··· Page text
IgG4-related disease

Last revised by Yuranga Weerakkody on 3 Apr 2024

IgG4-related disease (IgG4-RD) is a systemic disease that is characterized by fibroinflammatory infiltration of various organs induced by plasma cells that express IgG4 (immunoglobulin G subclass 4).

Since 2012, IgG4-related disease has become the preferred term 9,10. However, it has been known by many other names in the past:

  • IgG4-related sclerosing disease

  • IgG4-related systemic disease

  • IgG4-related systemic sclerosing disease

  • IgG4-syndrome, IgG4-associated disease

  • IgG4-related multiorgan lymphoproliferative syndrome

IgG4-related diseases are more common in middle-aged or elderly males.

Clinical manifestations vary by the organ involved. These organ systems may be either synchronously or sequentially involved.

The disease spectrum is broad across organ systems:

Three major histopathologic characteristics of IgG4-related disease are 9

  • dense lymphoplasmacytic infiltrate

  • at least focally storiform fibrosis

  • obliterative phlebitis

Two of these features are required for a confident pathologic diagnosis of IgG4-related disease, with a few organ-specific exceptions 9. Additional supporting features are non-obliterative phlebitis and eosinophilia 9.
······
Activity 1: In two sentences, summarize the page on IgG4-related disease.
Activity 2: Write the next part of the IgG4-related disease page, starting after its closing sentence.
··· Material supplied
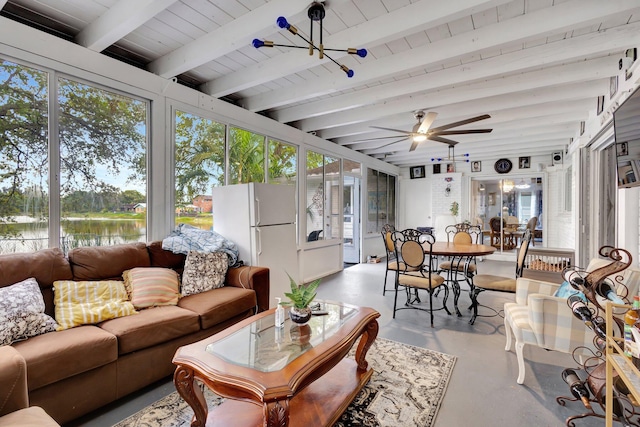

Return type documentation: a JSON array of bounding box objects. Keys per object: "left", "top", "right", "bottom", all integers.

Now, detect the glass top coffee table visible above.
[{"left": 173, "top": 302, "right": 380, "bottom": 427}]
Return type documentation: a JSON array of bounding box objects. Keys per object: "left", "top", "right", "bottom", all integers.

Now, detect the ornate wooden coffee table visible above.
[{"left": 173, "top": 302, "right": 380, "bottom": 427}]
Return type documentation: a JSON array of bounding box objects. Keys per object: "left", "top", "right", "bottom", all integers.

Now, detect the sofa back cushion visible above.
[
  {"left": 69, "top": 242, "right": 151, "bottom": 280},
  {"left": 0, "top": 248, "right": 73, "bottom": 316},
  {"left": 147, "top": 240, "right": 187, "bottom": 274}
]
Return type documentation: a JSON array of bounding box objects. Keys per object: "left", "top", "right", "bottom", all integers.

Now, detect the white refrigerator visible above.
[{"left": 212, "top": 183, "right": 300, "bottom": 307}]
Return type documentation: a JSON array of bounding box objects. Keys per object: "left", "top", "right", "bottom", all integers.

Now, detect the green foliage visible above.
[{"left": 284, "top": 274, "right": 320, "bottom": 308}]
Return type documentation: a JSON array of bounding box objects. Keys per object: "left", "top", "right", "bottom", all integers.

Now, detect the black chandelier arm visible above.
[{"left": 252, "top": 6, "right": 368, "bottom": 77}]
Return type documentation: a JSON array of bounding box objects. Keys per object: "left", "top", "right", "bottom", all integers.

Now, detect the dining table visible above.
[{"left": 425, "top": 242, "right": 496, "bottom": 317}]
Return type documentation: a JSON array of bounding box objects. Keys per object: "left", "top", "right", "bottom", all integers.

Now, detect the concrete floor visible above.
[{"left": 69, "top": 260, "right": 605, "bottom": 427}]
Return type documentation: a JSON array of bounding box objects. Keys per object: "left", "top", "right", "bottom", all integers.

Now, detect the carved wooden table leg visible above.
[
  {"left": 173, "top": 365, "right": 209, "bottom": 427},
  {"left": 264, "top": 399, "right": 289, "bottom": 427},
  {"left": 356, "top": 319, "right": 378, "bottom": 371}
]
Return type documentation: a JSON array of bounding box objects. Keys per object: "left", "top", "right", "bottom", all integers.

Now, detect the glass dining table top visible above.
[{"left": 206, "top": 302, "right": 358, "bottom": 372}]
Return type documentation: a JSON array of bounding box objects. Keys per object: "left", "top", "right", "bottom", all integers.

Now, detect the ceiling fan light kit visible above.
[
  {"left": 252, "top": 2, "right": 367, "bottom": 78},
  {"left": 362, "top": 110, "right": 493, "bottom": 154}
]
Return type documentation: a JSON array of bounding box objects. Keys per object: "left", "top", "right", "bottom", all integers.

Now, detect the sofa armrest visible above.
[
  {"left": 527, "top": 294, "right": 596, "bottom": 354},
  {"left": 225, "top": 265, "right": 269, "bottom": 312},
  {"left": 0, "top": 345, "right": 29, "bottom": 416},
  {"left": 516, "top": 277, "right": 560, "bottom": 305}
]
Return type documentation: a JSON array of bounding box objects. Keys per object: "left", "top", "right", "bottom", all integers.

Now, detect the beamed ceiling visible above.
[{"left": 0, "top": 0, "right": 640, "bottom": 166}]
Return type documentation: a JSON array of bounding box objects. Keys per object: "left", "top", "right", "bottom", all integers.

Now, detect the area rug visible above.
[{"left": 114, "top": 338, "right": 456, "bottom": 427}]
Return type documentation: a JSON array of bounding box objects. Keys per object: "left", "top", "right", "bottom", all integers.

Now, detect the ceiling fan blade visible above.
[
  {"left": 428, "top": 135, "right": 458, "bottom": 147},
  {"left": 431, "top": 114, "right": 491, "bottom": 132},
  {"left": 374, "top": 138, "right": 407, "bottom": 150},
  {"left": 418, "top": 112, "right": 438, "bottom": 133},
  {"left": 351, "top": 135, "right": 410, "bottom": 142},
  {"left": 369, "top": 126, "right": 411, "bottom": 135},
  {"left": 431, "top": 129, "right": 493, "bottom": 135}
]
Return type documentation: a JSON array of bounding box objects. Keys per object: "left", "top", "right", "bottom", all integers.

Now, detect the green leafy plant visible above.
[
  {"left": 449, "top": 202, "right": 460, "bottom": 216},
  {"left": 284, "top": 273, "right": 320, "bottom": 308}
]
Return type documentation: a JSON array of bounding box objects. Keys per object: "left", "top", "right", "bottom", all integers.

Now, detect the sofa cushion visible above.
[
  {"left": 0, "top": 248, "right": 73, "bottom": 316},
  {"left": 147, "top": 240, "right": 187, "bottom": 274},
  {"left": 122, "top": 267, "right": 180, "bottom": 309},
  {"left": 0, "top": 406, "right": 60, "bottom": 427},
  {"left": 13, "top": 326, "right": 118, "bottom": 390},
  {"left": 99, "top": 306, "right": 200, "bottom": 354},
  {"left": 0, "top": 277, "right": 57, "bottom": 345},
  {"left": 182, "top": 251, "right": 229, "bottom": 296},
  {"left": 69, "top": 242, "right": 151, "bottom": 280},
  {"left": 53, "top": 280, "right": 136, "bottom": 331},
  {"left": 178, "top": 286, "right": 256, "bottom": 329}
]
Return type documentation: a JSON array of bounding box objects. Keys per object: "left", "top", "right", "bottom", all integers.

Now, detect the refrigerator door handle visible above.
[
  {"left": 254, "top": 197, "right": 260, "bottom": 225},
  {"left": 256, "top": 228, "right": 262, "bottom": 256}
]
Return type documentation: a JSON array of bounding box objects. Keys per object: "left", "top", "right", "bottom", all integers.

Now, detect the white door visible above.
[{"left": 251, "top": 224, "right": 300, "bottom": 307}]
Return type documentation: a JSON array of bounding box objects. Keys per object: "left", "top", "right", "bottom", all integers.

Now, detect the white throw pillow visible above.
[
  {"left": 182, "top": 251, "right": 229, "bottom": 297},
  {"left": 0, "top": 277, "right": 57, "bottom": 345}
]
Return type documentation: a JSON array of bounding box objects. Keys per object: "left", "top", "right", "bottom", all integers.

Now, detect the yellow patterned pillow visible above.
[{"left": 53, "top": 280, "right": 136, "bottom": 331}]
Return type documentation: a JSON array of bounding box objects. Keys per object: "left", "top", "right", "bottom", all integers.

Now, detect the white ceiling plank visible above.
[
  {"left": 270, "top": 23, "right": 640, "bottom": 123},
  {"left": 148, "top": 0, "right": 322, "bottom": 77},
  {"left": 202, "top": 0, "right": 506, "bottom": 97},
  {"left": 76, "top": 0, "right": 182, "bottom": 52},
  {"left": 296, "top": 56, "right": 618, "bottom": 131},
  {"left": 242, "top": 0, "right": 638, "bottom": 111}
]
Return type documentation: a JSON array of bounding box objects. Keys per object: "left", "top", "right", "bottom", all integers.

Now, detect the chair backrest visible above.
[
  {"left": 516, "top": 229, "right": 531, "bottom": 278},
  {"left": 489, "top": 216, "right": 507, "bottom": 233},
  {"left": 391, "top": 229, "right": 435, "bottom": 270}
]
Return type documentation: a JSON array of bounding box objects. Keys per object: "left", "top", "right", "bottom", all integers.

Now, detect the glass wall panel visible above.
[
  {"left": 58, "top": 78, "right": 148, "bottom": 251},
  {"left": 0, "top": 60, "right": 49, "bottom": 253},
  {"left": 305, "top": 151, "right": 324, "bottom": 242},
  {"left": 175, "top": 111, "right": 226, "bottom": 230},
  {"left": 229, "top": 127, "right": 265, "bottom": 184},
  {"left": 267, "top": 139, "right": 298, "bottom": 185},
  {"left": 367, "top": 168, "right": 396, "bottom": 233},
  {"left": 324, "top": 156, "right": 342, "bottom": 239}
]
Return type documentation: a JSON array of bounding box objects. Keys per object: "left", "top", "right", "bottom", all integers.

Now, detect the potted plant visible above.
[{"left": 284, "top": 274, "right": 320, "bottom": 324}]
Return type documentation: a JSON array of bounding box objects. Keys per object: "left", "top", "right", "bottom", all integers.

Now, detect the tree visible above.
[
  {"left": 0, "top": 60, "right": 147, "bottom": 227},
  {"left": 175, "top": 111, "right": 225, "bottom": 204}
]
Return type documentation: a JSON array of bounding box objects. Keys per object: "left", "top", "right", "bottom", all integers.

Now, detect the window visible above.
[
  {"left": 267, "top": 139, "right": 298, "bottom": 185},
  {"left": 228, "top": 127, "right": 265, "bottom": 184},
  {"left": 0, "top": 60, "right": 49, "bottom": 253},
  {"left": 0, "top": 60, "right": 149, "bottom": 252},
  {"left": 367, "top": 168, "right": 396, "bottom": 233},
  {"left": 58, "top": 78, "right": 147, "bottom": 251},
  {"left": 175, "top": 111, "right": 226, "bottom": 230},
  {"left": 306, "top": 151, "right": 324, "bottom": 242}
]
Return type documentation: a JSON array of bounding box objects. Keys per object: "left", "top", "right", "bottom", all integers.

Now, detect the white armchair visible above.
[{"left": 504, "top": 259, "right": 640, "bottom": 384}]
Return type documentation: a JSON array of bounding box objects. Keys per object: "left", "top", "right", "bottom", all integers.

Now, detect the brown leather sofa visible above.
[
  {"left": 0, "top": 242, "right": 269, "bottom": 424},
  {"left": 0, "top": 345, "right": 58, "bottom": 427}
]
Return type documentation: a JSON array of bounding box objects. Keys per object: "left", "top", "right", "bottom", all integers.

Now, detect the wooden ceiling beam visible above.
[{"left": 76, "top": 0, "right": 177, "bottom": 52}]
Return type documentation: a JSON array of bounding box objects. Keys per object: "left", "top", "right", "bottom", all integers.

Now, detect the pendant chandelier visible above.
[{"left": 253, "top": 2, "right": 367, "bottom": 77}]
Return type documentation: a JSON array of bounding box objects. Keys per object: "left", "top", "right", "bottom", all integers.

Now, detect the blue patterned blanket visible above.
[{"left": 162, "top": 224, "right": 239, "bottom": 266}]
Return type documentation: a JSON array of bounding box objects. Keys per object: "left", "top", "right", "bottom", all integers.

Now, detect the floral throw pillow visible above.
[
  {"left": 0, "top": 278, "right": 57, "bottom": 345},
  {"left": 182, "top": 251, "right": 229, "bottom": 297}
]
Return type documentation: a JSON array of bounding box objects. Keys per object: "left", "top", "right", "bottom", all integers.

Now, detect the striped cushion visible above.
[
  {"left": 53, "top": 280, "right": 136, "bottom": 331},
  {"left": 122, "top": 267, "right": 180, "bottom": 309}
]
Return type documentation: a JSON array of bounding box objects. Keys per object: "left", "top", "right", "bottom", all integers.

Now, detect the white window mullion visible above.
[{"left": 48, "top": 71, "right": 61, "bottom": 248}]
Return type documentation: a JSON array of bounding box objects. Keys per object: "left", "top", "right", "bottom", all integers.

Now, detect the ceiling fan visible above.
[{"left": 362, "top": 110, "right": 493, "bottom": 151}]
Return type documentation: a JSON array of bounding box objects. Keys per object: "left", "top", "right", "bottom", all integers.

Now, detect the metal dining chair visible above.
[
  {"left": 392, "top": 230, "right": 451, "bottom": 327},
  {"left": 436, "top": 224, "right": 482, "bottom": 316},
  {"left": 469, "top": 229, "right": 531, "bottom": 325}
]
······
Output 1: IgG4-related disease is a systemic disease in which plasma cells expressing IgG4 induce fibroinflammatory infiltration of various organs, and it has been the preferred name since 2012 after several earlier terms. It is more common in middle-aged or elderly males, its clinical manifestations vary by the organ involved, and a confident pathologic diagnosis generally requires two of three features: dense lymphoplasmacytic infiltrate, at least focally storiform fibrosis, and obliterative phlebitis.

Output 2:
Immunohistochemistry should demonstrate plasma cells that stain for IgG4. IgG4+ plasma cells must account for more than 40% of IgG+ plasma cells 9. The absolute density of IgG4+ plasma cells (number per high power field (hpf)) suggestive of the diagnosis varies by organ. For example, the cutoff is >10/hpf for pancreatic biopsy specimens and >100/hpf for lacrimal and salivary glands 9.

Serology is often, but not always, abnormal in IgG4-related diseases. A serum IgG4 level >135 mg/dL is supportive of the diagnosis 9.

Supportive are also circulating plasmablasts 12.